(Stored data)

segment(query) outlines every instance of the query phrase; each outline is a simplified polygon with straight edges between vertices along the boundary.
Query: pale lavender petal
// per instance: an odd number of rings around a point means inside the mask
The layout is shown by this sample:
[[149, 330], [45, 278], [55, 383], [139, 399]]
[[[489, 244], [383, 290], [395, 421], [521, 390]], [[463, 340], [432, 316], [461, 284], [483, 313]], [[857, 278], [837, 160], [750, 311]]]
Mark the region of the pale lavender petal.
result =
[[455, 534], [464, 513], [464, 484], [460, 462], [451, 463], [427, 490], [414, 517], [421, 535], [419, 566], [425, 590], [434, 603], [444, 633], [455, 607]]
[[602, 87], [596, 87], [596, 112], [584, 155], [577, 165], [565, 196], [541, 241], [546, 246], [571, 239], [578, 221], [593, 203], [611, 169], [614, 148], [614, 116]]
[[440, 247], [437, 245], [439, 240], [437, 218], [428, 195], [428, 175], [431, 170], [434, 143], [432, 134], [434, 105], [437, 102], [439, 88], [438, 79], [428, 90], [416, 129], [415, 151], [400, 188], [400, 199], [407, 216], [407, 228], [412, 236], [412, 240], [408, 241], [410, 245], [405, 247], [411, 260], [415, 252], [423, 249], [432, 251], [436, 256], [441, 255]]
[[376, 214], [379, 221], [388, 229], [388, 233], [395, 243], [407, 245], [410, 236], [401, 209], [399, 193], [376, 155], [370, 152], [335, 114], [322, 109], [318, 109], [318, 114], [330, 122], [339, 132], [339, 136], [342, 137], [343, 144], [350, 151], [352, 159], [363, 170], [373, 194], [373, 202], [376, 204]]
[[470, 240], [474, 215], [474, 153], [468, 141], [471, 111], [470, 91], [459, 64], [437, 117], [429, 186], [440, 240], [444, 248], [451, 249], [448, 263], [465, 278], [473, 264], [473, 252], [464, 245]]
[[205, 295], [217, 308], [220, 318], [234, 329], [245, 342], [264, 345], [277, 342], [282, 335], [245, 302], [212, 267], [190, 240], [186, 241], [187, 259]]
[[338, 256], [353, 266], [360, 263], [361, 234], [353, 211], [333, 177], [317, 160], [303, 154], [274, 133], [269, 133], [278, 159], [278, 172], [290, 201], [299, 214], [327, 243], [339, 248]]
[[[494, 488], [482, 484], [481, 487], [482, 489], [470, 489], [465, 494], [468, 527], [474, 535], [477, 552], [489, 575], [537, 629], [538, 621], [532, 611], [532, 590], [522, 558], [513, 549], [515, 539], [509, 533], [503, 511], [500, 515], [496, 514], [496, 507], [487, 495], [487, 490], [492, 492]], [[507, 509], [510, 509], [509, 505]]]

→ Task brief: Please repeat every entry, exactly as it was written.

→ Completed exercise:
segment(query) outlines every instance of the query phrase; each outline is a simplified polygon with straight edges between vertices along the boundary.
Query: pale lavender petal
// per instance: an odd number of rings around a point means inside the mask
The layout is shown by this sample:
[[149, 330], [45, 278], [55, 383], [139, 399]]
[[[489, 244], [383, 290], [395, 421], [521, 390]], [[463, 340], [432, 316], [461, 284], [483, 313]], [[857, 278], [837, 160], [750, 311]]]
Mark the region of the pale lavender petal.
result =
[[455, 534], [464, 513], [464, 484], [460, 462], [451, 463], [427, 490], [414, 517], [421, 535], [419, 566], [425, 590], [434, 603], [444, 633], [455, 607]]
[[602, 87], [596, 87], [596, 112], [584, 155], [577, 165], [565, 196], [541, 241], [546, 246], [571, 239], [578, 221], [593, 203], [611, 169], [614, 148], [614, 116]]
[[440, 247], [437, 245], [439, 240], [437, 218], [428, 195], [428, 175], [431, 170], [434, 143], [432, 134], [434, 105], [437, 102], [439, 88], [438, 79], [428, 90], [416, 129], [415, 151], [400, 188], [400, 199], [407, 216], [407, 228], [412, 236], [412, 240], [408, 241], [410, 245], [405, 247], [411, 260], [415, 252], [423, 249], [432, 251], [436, 256], [441, 255]]
[[376, 214], [379, 221], [388, 229], [388, 233], [395, 243], [407, 245], [410, 236], [401, 209], [399, 193], [376, 155], [370, 152], [335, 114], [322, 109], [318, 109], [318, 114], [330, 122], [339, 132], [339, 136], [342, 137], [343, 144], [350, 151], [352, 159], [363, 170], [373, 194], [373, 202], [376, 204]]
[[470, 240], [474, 215], [474, 153], [468, 141], [471, 111], [470, 91], [459, 64], [437, 117], [429, 186], [440, 240], [444, 248], [451, 249], [448, 263], [465, 278], [473, 264], [473, 252], [464, 245]]
[[205, 295], [217, 308], [220, 318], [234, 329], [245, 342], [264, 345], [277, 342], [282, 335], [245, 302], [212, 267], [190, 240], [186, 241], [187, 259]]
[[338, 256], [353, 266], [360, 263], [361, 234], [353, 211], [333, 177], [317, 160], [303, 154], [274, 133], [269, 133], [278, 159], [278, 172], [290, 201], [299, 214], [327, 243], [339, 248]]
[[[494, 488], [482, 484], [481, 487], [482, 489], [470, 489], [465, 494], [468, 527], [474, 535], [477, 552], [489, 575], [537, 629], [538, 621], [532, 611], [532, 590], [522, 558], [513, 549], [515, 539], [509, 533], [503, 511], [500, 515], [496, 514], [496, 507], [487, 495], [487, 490], [492, 492]], [[507, 509], [510, 509], [509, 505]]]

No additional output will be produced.